>>>

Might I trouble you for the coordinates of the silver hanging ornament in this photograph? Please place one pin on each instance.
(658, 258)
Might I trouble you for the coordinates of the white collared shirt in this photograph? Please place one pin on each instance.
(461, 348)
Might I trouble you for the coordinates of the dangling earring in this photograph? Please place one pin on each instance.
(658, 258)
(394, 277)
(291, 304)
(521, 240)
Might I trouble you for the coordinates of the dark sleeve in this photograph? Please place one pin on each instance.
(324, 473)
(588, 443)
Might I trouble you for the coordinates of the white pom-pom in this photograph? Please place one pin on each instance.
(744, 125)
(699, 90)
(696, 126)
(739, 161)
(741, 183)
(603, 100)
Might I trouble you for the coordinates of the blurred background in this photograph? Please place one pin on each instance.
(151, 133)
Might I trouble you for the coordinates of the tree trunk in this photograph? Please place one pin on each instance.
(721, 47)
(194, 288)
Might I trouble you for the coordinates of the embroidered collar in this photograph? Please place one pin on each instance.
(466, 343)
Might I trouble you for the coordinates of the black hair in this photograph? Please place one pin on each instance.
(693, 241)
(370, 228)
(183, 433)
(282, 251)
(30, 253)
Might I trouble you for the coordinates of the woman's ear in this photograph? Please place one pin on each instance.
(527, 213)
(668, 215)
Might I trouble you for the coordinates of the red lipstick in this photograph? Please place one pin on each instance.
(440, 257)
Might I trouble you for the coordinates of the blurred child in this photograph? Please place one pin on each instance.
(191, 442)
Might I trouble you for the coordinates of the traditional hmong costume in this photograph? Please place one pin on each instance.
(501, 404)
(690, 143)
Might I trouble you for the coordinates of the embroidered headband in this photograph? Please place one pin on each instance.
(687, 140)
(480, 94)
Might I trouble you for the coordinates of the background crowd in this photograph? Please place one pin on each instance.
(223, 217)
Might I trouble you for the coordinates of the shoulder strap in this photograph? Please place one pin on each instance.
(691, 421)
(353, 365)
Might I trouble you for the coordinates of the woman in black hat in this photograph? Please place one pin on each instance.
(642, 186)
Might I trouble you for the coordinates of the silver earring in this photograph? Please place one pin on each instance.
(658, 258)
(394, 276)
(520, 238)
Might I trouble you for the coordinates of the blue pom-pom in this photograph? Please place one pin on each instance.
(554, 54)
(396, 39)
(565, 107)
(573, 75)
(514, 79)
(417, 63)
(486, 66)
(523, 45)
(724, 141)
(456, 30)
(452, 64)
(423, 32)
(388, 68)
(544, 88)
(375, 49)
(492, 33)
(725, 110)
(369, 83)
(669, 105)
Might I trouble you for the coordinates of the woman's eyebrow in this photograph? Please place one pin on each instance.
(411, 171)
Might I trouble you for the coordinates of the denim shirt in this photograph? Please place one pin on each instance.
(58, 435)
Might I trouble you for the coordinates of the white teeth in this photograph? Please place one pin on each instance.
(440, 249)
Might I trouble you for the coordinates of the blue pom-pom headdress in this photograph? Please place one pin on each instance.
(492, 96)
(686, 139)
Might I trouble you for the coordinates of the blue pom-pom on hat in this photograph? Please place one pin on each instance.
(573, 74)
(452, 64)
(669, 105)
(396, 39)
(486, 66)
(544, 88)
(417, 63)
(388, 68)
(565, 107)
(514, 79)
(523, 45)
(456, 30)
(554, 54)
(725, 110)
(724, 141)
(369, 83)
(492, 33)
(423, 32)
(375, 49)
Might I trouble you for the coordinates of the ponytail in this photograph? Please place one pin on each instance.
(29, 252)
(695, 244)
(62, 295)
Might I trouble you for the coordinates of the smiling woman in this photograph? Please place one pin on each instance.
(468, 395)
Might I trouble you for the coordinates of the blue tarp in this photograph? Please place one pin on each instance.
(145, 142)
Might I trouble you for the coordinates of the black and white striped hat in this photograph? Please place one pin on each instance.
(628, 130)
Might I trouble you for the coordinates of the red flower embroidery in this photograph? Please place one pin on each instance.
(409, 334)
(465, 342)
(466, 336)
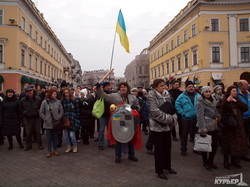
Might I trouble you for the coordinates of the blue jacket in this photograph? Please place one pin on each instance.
(185, 107)
(245, 99)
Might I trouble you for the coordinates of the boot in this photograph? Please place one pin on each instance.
(74, 149)
(226, 162)
(69, 149)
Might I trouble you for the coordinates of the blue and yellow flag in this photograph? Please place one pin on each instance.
(121, 30)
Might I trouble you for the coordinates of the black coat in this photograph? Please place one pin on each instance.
(10, 117)
(85, 108)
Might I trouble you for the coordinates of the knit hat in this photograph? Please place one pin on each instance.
(217, 87)
(189, 83)
(204, 89)
(84, 91)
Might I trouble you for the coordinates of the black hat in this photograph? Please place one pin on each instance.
(105, 84)
(28, 89)
(189, 83)
(10, 91)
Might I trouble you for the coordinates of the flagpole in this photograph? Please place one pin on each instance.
(112, 54)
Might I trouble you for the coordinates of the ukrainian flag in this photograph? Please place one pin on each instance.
(121, 30)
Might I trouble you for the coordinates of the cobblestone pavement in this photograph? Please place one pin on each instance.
(93, 167)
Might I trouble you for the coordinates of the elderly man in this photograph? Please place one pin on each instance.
(185, 106)
(123, 96)
(244, 95)
(30, 106)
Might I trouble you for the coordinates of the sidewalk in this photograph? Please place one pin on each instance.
(92, 167)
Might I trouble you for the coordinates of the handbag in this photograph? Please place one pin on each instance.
(98, 108)
(211, 124)
(203, 143)
(66, 122)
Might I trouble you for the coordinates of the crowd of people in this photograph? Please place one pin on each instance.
(67, 113)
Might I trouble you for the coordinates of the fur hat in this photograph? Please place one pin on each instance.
(189, 83)
(217, 87)
(84, 91)
(204, 89)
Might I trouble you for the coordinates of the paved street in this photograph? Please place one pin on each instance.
(92, 167)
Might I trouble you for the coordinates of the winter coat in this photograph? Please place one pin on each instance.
(156, 116)
(30, 106)
(218, 99)
(246, 100)
(185, 107)
(51, 113)
(10, 116)
(85, 108)
(206, 113)
(71, 110)
(233, 141)
(117, 99)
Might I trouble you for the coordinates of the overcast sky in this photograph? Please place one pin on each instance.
(86, 28)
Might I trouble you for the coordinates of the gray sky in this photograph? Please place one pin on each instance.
(86, 27)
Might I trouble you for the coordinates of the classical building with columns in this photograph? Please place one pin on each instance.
(207, 42)
(30, 52)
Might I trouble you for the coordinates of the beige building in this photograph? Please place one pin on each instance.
(90, 78)
(207, 42)
(30, 51)
(137, 71)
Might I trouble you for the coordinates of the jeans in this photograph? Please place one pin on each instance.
(51, 137)
(103, 124)
(188, 126)
(70, 138)
(32, 125)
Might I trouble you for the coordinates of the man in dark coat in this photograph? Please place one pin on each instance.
(30, 106)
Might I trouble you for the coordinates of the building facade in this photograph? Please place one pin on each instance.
(90, 78)
(30, 52)
(137, 71)
(208, 42)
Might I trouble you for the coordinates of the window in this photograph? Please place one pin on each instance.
(186, 60)
(193, 30)
(195, 62)
(244, 24)
(45, 69)
(1, 53)
(48, 71)
(215, 24)
(216, 54)
(185, 36)
(179, 63)
(167, 67)
(41, 67)
(1, 17)
(45, 47)
(36, 38)
(30, 61)
(244, 54)
(41, 41)
(23, 23)
(178, 40)
(172, 65)
(30, 33)
(162, 67)
(172, 44)
(36, 64)
(23, 57)
(140, 70)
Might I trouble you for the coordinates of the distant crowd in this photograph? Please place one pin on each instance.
(65, 115)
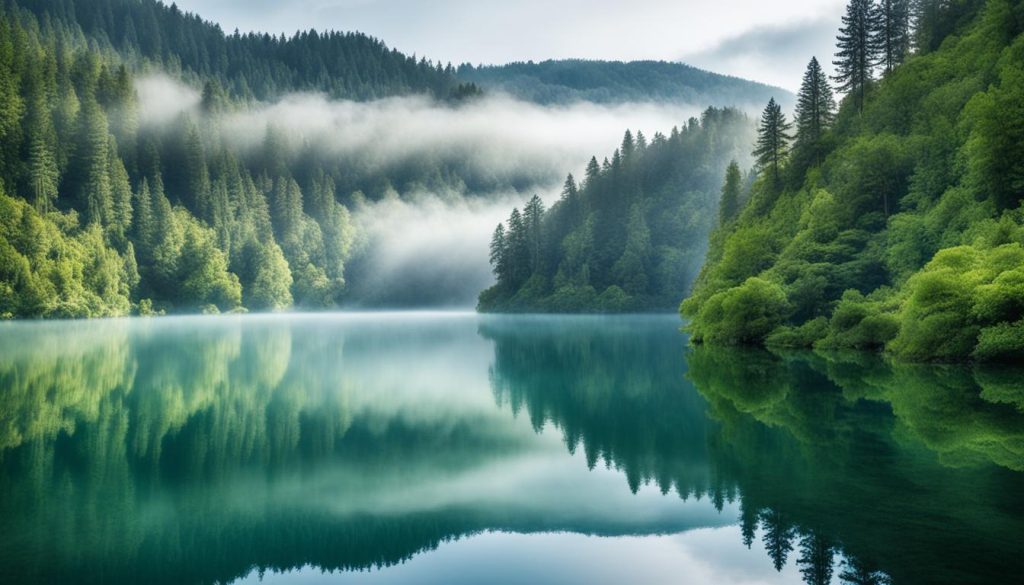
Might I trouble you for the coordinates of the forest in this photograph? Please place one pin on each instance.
(105, 213)
(630, 236)
(894, 221)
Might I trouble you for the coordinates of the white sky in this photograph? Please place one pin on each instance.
(764, 41)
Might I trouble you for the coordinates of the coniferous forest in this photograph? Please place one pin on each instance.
(630, 236)
(103, 216)
(724, 332)
(894, 222)
(882, 214)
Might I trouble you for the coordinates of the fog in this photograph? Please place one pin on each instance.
(426, 250)
(421, 247)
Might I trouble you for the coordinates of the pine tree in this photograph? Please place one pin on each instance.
(778, 535)
(815, 112)
(142, 225)
(199, 197)
(891, 34)
(94, 189)
(499, 255)
(773, 139)
(857, 53)
(729, 204)
(534, 217)
(43, 172)
(518, 250)
(121, 212)
(816, 558)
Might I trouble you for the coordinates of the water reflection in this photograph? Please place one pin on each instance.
(197, 450)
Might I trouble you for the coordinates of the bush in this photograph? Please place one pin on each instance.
(796, 337)
(1003, 342)
(742, 315)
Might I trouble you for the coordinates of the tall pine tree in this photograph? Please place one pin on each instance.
(856, 51)
(729, 204)
(815, 111)
(773, 140)
(891, 34)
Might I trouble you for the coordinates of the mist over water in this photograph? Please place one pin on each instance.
(419, 247)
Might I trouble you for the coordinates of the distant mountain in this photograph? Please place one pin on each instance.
(619, 82)
(259, 66)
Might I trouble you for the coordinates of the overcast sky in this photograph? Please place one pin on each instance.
(764, 41)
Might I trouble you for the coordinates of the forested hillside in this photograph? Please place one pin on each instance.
(615, 82)
(895, 222)
(631, 236)
(103, 214)
(256, 66)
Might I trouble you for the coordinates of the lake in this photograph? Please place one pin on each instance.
(459, 449)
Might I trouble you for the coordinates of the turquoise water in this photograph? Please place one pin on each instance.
(446, 448)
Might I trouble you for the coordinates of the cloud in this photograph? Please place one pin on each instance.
(778, 52)
(429, 247)
(427, 250)
(162, 99)
(497, 138)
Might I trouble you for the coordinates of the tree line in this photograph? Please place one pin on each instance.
(629, 237)
(103, 215)
(894, 221)
(251, 66)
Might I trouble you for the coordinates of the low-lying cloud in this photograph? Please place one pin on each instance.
(426, 248)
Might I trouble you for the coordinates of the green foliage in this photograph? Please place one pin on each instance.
(630, 238)
(173, 219)
(773, 139)
(958, 293)
(255, 65)
(569, 81)
(740, 315)
(907, 237)
(51, 267)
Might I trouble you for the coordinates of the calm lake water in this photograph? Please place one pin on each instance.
(458, 449)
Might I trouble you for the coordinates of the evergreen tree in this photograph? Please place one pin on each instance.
(777, 538)
(773, 140)
(499, 255)
(631, 269)
(729, 203)
(815, 112)
(199, 197)
(121, 196)
(518, 250)
(43, 172)
(816, 559)
(891, 35)
(856, 50)
(534, 217)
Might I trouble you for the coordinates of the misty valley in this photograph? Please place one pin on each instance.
(313, 307)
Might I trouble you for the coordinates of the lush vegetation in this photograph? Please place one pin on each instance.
(107, 214)
(616, 82)
(630, 237)
(254, 66)
(895, 222)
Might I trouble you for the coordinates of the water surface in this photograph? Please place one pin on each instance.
(418, 448)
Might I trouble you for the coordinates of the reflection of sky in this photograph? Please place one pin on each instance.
(433, 373)
(699, 556)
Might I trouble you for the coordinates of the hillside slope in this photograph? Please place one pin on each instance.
(630, 238)
(616, 82)
(908, 236)
(350, 66)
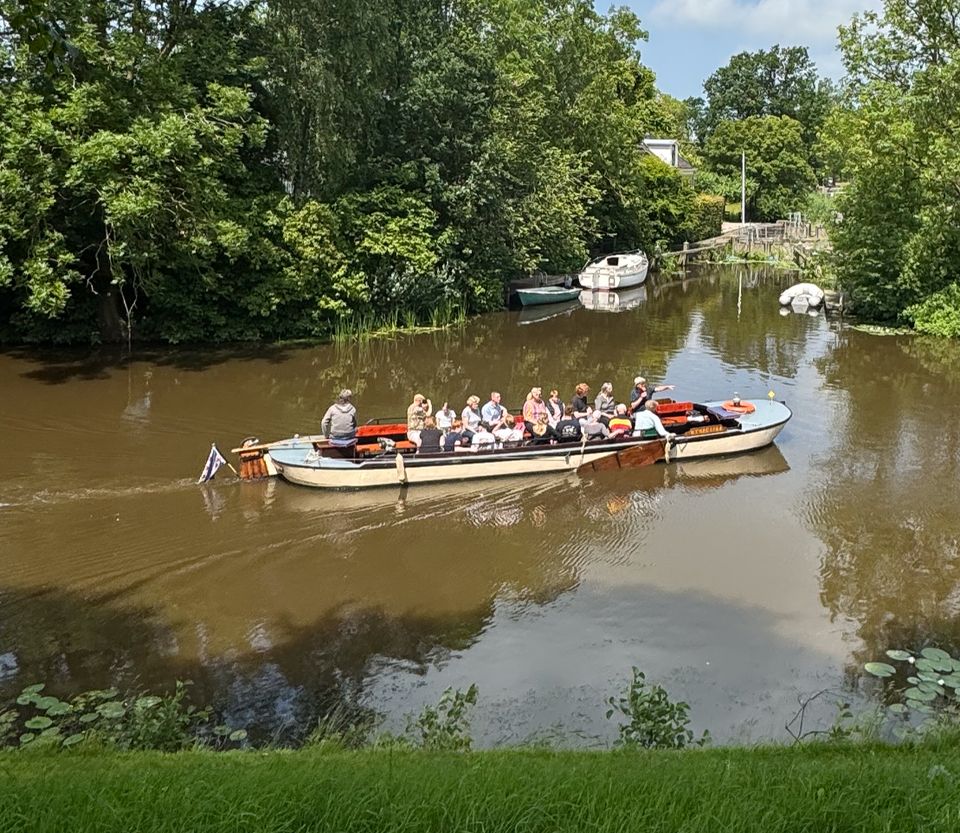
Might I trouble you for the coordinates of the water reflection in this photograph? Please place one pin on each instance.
(534, 315)
(881, 504)
(738, 583)
(619, 301)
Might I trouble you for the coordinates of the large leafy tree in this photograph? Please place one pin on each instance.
(778, 174)
(898, 248)
(186, 169)
(780, 81)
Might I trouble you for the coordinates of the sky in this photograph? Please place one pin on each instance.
(689, 39)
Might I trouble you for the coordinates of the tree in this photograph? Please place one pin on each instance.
(778, 174)
(897, 244)
(781, 81)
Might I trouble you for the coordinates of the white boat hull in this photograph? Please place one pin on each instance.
(615, 272)
(298, 463)
(604, 301)
(463, 465)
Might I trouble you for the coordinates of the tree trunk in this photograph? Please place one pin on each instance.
(109, 322)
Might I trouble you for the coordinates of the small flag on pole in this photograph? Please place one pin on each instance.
(214, 461)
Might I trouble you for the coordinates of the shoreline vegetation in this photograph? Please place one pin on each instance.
(765, 789)
(233, 173)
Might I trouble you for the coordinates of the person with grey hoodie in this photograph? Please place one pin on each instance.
(340, 421)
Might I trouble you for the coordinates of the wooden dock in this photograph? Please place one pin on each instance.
(800, 238)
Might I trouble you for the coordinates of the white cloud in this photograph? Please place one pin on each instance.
(811, 23)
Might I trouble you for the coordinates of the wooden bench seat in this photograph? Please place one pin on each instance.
(374, 448)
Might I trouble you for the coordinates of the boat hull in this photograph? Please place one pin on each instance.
(546, 295)
(464, 465)
(615, 272)
(298, 462)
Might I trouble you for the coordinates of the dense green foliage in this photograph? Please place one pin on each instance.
(779, 178)
(201, 171)
(649, 719)
(781, 81)
(898, 245)
(706, 221)
(771, 105)
(773, 790)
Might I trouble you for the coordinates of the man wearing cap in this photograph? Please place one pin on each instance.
(641, 393)
(339, 423)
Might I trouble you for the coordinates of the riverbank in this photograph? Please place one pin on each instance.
(769, 789)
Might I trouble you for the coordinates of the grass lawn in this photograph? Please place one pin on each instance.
(766, 789)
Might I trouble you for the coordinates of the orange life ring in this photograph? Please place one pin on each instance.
(741, 408)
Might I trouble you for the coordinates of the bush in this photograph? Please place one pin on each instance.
(706, 218)
(939, 314)
(654, 721)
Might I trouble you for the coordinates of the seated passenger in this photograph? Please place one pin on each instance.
(339, 424)
(579, 401)
(534, 408)
(541, 433)
(445, 417)
(509, 433)
(430, 437)
(554, 408)
(482, 438)
(620, 422)
(454, 438)
(593, 427)
(418, 411)
(568, 429)
(471, 416)
(493, 413)
(647, 424)
(605, 405)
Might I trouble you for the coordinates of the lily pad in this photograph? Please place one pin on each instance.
(880, 669)
(112, 710)
(920, 694)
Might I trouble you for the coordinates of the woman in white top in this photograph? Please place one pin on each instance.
(471, 415)
(647, 420)
(445, 417)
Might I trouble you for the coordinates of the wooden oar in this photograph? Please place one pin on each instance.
(315, 439)
(632, 457)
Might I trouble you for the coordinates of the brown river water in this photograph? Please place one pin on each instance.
(740, 583)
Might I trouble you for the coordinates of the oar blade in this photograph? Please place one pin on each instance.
(632, 457)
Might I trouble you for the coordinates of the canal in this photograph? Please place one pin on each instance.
(739, 584)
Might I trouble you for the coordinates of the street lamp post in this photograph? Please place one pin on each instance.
(743, 187)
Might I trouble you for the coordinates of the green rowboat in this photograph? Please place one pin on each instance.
(546, 295)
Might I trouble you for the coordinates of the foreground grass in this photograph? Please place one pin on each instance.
(770, 790)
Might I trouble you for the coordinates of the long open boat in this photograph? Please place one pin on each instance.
(383, 456)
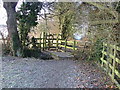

<<<

> _Stated goal_
Copy out every line of the entries above that contains the string "lake". Case counts, so a line matches only if it has the same capitalization.

> _Task solution_
Might I trouble you for the coordinates of the lake in this photograph? Please place one pin on each instance.
Might I trouble you for the coordinates of the calm lake water in this photograph? Please place one pin on each instance.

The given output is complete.